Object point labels
——————
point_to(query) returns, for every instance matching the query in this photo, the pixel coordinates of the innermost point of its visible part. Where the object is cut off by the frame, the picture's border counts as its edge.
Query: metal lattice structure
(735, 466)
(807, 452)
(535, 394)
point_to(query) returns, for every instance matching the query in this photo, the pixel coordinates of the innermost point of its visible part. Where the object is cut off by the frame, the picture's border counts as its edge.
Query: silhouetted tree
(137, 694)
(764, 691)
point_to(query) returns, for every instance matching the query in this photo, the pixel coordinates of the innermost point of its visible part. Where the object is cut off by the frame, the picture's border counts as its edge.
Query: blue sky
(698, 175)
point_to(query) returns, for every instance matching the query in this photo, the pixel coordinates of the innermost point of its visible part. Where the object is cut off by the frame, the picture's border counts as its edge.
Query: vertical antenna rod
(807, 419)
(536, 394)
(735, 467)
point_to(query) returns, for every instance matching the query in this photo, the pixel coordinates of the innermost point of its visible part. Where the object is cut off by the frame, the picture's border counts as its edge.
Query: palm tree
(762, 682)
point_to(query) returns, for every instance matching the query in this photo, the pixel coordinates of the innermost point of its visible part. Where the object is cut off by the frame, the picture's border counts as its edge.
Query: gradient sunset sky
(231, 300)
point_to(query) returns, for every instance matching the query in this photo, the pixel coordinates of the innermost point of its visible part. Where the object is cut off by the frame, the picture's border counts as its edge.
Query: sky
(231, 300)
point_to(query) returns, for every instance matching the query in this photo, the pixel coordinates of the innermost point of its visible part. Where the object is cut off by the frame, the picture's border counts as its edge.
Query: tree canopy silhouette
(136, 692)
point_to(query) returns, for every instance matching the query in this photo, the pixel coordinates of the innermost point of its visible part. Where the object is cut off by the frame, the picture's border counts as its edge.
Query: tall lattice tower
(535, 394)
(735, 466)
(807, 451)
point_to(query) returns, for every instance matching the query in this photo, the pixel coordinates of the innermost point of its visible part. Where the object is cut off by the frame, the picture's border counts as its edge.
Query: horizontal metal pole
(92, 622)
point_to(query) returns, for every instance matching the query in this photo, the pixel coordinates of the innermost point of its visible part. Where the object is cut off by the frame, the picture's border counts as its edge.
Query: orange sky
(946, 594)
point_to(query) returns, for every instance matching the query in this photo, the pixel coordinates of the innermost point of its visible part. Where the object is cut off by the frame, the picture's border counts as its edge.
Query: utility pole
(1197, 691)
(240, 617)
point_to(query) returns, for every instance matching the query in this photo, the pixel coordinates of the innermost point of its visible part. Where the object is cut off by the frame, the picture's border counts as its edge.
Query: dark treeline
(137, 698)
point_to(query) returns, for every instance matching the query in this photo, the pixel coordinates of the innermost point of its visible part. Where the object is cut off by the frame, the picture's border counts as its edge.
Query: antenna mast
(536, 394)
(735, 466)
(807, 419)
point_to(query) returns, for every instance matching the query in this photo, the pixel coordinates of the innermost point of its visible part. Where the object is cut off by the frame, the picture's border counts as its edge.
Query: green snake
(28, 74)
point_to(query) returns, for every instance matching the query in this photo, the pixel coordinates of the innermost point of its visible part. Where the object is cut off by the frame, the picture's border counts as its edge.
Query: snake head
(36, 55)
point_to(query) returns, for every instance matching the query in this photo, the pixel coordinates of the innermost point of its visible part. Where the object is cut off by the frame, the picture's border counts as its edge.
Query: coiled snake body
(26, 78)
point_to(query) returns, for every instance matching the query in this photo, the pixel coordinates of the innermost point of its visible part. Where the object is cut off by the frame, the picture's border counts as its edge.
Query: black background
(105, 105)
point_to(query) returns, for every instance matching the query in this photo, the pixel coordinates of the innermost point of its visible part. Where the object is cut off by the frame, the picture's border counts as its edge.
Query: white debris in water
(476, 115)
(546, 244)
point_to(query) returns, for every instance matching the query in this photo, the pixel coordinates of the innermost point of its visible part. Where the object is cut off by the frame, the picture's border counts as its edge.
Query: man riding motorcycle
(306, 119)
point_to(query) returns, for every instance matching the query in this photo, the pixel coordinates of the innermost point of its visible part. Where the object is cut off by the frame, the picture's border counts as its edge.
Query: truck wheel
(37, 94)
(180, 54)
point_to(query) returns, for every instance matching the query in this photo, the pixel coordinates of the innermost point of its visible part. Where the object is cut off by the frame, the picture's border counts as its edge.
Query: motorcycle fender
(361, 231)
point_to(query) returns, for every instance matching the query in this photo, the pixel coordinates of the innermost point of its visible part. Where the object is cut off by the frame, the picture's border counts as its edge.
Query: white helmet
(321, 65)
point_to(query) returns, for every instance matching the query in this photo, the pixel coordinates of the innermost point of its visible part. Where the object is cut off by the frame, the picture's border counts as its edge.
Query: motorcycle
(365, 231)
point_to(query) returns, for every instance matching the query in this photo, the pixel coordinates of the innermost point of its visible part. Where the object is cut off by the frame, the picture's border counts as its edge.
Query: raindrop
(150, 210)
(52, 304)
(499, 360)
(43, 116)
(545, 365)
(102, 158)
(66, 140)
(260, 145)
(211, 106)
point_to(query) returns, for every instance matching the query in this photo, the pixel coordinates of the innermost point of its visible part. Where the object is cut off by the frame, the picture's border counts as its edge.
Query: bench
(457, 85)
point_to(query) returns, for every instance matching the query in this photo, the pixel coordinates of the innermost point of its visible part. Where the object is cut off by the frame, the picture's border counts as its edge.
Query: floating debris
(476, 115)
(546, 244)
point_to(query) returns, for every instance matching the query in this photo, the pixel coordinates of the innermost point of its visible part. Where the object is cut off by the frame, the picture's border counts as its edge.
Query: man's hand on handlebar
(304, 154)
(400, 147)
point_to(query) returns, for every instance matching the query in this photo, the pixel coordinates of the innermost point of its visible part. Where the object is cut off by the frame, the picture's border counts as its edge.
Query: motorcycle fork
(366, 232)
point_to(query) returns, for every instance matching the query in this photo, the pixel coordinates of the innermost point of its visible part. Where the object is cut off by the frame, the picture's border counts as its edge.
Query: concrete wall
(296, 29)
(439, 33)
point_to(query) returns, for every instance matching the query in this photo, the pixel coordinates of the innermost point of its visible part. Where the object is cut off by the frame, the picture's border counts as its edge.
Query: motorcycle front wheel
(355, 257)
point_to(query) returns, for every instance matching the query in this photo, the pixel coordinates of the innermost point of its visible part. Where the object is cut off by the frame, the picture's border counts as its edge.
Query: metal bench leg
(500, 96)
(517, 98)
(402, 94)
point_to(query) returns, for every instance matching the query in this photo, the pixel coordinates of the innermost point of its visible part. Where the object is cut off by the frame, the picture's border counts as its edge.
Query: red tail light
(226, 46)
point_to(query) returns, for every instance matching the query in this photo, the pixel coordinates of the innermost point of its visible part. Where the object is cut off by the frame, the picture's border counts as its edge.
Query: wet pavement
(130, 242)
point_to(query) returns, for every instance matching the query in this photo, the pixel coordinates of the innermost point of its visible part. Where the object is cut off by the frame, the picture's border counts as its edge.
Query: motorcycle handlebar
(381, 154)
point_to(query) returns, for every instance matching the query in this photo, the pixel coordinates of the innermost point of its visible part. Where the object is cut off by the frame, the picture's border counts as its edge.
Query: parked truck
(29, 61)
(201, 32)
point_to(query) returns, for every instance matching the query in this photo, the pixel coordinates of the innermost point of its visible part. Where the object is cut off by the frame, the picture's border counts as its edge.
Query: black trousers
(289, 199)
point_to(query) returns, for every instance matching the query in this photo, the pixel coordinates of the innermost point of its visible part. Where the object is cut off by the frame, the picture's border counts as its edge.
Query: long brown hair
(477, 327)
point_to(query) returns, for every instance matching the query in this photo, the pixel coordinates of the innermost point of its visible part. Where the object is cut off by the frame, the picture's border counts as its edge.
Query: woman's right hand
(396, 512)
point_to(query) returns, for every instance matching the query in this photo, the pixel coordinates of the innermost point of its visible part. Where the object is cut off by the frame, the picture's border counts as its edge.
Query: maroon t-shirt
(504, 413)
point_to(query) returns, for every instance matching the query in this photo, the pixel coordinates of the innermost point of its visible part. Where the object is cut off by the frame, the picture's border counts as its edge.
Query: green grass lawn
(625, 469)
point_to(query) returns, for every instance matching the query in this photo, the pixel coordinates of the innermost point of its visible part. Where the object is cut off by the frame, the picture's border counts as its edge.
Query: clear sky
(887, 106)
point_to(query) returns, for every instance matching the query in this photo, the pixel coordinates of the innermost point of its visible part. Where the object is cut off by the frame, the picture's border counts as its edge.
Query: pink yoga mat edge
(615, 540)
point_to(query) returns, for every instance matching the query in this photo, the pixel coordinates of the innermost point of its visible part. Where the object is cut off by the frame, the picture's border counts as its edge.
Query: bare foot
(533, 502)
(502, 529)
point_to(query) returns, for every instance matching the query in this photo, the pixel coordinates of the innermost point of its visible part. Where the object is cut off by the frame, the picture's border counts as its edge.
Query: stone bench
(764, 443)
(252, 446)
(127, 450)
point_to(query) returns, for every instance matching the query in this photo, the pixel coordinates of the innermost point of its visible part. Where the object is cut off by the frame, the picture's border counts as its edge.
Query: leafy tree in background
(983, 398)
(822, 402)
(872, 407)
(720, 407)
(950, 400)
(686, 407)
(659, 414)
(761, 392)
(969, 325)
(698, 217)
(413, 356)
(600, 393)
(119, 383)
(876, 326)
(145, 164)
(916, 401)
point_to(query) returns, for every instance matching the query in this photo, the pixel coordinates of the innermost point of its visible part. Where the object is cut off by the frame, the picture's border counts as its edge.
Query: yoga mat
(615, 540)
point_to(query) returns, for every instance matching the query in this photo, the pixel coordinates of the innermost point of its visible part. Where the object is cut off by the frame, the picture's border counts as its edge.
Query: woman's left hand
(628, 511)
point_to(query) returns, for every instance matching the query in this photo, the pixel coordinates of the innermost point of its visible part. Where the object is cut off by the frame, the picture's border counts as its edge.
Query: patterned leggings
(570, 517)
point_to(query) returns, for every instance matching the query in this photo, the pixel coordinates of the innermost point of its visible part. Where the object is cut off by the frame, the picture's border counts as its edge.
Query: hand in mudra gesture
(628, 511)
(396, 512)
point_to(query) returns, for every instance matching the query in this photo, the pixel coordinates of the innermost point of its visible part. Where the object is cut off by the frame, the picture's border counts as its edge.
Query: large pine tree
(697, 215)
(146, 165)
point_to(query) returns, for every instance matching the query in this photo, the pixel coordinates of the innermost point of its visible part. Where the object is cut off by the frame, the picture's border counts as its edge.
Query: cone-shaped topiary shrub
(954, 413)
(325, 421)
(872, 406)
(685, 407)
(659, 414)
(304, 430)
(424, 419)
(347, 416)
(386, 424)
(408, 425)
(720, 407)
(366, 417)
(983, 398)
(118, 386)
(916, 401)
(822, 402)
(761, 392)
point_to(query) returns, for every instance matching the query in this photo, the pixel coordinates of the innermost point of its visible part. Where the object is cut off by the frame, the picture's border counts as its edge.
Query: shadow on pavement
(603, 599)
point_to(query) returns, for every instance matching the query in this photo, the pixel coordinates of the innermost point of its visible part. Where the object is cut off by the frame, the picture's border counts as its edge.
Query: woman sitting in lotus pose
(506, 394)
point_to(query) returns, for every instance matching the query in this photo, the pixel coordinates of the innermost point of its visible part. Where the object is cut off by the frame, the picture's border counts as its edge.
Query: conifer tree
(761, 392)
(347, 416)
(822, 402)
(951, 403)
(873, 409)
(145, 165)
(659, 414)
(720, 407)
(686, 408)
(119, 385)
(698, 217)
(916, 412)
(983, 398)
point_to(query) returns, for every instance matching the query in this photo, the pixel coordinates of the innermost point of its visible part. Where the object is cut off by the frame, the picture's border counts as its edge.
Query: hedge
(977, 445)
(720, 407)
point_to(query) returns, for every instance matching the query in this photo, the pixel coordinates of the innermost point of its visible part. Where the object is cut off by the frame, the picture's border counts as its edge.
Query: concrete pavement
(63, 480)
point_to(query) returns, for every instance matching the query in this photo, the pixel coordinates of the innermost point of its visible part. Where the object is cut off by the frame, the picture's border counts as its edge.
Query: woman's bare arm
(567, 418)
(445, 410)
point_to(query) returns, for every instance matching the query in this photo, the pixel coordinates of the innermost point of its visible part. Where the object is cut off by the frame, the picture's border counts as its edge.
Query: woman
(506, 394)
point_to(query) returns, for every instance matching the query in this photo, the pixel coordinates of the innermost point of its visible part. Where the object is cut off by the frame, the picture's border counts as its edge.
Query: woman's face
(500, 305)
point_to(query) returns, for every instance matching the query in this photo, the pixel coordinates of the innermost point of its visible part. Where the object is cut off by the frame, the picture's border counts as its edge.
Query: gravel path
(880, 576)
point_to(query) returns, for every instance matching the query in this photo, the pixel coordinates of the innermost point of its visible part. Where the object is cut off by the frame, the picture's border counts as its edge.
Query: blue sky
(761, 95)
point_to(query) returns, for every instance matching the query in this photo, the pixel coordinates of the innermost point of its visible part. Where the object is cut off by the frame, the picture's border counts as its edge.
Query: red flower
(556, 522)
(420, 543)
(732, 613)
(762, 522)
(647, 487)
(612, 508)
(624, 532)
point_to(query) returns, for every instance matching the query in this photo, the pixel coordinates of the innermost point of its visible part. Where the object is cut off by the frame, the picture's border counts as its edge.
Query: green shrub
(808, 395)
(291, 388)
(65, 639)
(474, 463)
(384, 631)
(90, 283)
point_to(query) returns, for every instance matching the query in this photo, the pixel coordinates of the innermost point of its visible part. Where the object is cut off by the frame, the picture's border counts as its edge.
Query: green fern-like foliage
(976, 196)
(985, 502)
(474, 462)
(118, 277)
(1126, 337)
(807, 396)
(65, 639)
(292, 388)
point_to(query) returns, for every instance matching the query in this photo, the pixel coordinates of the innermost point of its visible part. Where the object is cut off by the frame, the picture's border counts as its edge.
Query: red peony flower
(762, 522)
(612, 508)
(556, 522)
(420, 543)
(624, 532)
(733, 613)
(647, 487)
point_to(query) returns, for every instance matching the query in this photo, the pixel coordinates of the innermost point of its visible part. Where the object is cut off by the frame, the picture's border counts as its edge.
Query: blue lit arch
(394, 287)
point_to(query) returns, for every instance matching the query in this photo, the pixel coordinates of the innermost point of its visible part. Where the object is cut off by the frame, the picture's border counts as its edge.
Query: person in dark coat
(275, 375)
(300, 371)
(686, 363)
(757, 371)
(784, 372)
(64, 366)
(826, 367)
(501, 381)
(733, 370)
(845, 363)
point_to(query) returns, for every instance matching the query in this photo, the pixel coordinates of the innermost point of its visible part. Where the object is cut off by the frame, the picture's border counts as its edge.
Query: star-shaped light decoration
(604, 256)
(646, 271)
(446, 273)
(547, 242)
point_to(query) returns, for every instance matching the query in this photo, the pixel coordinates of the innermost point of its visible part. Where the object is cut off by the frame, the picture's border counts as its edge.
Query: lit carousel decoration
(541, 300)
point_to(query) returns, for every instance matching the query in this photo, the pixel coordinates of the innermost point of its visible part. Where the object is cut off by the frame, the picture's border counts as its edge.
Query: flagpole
——————
Objective ::
Collect every line from the entries above that contains the word "black", treating uppercase and lowercase as different.

Exercise result ::
Query: black background
Query: black trousers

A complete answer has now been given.